▸ Exercise aim: Update the listing below so that "indicate" becomes "mark" wherever it occurs, with everything else left as is. Omit the pictures from your answer.
------
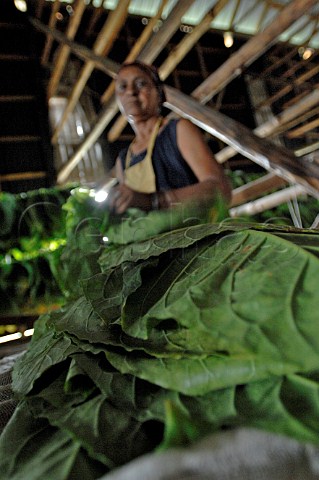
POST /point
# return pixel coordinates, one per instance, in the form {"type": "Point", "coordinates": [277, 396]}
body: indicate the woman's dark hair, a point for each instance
{"type": "Point", "coordinates": [152, 73]}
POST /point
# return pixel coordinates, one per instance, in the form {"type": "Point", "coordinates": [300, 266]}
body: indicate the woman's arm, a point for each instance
{"type": "Point", "coordinates": [210, 175]}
------
▸ Solution:
POST /point
# return pixel coordinates, one per instance, in the form {"type": "Point", "coordinates": [277, 396]}
body: mark the woman's dark hair, a point for each instance
{"type": "Point", "coordinates": [152, 73]}
POST /point
# return pixel coordinates, one per instance, in the form {"type": "Point", "coordinates": [300, 266]}
body: mark the woman's arm, a point for each instance
{"type": "Point", "coordinates": [210, 175]}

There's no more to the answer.